— start Excerpted passage —

We implemented an extensive procedure that is able to perform a variety of reductions of expressions based on algebraic rules and constant folding. This is an optimization that takes place on the ast. For example, it is able to perform reductions such as

• 1 + 3 => 4 (constant folding)

• (1 + (x + (y + 3))) => (4 + (x + y)) (taking advantage of commutitivity)

• -a + b - c + d - e => b + d - (a + c + e) (factorizing negation)

• ---a => -a (removal of double negative)

• not (not ((not a) and (not b))) and not (not (not c)) and not false => not (a or b or c) (reduction of boolean expressions) etc.

Optimized array access

As much of the calculation of addresses for array access is done at compile time as possible. Our code program calculates the memory address offsets for array dimensions whose index in a given array-expression is constant (i.e. statically determined), and aggregates them at compile time, and generates expressions (which are reduced using previous optimization) for calculating the dynamically determind offsets (again, doing as much work as possible at compile time).

For example, for the array access given by expression:

x[1,a,3,b]

where the array declaration is:

int x[0..2, 7..9, 2..4, 9..10]

• It works out statically that the offset (1-0) * (2*3*3) + (3-2) * (2) = 20 needs to be added to the overall offset due to the consent first and third indices.

• It calculates expressions for the dynamic offsets that need to be calculated, which are (a-7) * (2*3) and (b-9). These dynamic offset expressions are reduced using the above reduction procedure to simplify them as much as possible.

• The run-time address can then be calculated very efficiently by evaluating the two dynamic expressions, and adding them both to static offset of 20.

— end Excerpted passage —
— start Records —

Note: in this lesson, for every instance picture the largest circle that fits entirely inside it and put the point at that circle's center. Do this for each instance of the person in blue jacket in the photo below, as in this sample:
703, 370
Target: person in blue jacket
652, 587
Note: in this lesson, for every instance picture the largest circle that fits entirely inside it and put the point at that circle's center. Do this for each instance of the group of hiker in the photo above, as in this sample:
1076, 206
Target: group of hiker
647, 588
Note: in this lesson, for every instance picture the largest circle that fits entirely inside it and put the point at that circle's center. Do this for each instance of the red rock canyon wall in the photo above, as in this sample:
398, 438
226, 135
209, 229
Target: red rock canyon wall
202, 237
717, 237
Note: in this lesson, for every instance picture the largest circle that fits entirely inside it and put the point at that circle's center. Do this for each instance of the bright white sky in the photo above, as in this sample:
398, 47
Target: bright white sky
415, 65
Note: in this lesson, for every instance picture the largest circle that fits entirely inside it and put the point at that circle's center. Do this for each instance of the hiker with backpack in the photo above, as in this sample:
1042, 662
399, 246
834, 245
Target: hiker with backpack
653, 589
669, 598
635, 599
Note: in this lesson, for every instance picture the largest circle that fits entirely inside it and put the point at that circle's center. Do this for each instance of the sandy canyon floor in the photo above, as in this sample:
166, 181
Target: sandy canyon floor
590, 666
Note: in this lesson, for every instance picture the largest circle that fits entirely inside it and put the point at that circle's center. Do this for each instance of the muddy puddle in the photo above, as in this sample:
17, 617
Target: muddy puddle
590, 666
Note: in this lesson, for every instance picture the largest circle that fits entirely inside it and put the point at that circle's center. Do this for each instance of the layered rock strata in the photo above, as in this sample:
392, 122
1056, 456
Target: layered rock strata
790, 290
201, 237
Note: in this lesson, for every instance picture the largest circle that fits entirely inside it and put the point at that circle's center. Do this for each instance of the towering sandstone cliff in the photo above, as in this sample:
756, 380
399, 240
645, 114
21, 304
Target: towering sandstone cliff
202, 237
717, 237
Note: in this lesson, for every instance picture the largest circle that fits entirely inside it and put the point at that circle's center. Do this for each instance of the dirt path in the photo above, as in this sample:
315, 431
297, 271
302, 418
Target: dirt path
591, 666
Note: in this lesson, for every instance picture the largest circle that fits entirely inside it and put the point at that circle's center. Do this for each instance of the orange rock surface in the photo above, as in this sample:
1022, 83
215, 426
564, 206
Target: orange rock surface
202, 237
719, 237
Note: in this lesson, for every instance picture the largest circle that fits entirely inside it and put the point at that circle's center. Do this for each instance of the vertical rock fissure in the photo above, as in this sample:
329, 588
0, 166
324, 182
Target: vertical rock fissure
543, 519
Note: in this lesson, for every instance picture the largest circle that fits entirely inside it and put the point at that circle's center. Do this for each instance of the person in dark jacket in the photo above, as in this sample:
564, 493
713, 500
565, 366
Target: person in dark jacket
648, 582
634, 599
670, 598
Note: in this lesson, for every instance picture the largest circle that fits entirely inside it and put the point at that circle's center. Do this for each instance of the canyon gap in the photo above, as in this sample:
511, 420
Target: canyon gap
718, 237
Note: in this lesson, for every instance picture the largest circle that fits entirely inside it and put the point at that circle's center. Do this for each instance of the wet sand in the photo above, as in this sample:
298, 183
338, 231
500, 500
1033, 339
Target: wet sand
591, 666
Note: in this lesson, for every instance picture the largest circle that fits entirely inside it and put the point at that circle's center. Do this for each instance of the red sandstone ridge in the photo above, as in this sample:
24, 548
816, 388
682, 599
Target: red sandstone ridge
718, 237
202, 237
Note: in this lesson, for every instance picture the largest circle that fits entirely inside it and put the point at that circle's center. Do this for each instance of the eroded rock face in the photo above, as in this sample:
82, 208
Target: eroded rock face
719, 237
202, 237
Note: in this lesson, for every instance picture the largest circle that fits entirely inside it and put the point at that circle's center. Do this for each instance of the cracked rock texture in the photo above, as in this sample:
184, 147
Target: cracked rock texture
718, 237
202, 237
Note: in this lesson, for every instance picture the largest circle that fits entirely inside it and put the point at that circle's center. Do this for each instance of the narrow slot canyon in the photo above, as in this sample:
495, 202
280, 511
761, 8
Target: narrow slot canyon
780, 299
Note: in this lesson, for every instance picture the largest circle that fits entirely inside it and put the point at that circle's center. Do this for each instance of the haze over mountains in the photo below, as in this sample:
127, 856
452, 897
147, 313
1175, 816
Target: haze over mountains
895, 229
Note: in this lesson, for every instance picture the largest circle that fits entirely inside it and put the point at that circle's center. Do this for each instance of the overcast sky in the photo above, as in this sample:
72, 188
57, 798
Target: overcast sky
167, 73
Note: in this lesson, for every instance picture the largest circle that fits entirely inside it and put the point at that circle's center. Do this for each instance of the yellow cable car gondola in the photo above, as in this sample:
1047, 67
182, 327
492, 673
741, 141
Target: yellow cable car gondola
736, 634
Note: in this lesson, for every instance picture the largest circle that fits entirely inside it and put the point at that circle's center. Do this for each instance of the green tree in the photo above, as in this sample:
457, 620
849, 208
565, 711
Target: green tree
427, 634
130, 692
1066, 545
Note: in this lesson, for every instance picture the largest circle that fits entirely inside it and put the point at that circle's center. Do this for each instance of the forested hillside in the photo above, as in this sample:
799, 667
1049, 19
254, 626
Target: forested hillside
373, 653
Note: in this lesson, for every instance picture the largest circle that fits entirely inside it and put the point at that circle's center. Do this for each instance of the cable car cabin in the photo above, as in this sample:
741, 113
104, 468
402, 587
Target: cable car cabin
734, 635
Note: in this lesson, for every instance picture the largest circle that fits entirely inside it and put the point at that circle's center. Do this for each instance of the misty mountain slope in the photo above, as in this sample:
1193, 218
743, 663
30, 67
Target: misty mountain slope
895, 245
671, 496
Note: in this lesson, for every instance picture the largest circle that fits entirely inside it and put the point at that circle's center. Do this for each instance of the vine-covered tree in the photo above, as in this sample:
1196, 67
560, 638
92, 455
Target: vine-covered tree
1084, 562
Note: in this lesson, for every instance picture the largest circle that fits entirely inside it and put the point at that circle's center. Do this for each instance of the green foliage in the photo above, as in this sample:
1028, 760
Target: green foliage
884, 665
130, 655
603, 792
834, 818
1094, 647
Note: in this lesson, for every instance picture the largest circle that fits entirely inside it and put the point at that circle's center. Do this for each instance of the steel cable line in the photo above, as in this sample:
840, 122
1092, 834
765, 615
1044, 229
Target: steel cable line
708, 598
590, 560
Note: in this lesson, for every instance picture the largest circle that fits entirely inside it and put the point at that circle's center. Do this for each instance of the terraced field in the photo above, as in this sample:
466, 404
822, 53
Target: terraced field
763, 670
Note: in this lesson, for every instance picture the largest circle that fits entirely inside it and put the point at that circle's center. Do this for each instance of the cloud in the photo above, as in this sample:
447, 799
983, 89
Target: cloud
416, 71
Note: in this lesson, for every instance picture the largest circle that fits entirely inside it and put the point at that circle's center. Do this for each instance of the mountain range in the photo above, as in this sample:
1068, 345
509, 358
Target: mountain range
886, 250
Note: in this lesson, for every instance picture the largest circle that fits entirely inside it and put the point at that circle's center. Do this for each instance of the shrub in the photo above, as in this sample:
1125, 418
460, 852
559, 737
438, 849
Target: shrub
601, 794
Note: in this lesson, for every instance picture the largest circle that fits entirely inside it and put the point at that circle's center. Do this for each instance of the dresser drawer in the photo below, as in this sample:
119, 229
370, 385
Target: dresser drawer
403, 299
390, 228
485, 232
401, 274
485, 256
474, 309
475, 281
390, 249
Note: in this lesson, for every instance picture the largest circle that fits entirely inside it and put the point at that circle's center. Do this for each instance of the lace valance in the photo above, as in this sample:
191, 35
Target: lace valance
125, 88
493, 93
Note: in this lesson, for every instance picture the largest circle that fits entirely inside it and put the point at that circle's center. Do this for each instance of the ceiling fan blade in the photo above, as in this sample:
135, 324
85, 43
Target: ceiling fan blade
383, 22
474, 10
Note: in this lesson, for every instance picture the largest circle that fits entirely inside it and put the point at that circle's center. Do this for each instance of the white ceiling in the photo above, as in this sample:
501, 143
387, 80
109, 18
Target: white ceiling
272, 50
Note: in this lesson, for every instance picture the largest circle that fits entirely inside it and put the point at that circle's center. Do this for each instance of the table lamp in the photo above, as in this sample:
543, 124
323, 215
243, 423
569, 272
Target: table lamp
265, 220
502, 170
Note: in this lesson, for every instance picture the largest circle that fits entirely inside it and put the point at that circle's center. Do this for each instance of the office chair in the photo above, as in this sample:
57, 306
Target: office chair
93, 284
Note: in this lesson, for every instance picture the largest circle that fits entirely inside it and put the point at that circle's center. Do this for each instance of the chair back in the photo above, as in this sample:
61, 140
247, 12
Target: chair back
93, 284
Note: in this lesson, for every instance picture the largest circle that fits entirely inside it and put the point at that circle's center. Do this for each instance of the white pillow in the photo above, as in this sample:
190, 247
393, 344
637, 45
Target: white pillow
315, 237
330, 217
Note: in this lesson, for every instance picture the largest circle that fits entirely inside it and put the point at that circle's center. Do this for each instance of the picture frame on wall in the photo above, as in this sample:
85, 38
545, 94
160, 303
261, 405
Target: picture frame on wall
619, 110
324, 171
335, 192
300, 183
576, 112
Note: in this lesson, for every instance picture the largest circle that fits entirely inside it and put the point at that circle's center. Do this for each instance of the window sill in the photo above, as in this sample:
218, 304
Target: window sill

— end Records —

Set tasks
**a.** In the passage on compiler optimizations, what structure does the expression-reduction optimization operate on?
**b.** Please transcribe the stretch of the passage on compiler optimizations from "where the array" through "and third indices.".

Written responses
**a.** The ast.

**b.**
where the array declaration is:

int x[0..2, 7..9, 2..4, 9..10]

• It works out statically that the offset (1-0) * (2*3*3) + (3-2) * (2) = 20 needs to be added to the overall offset due to the consent first and third indices.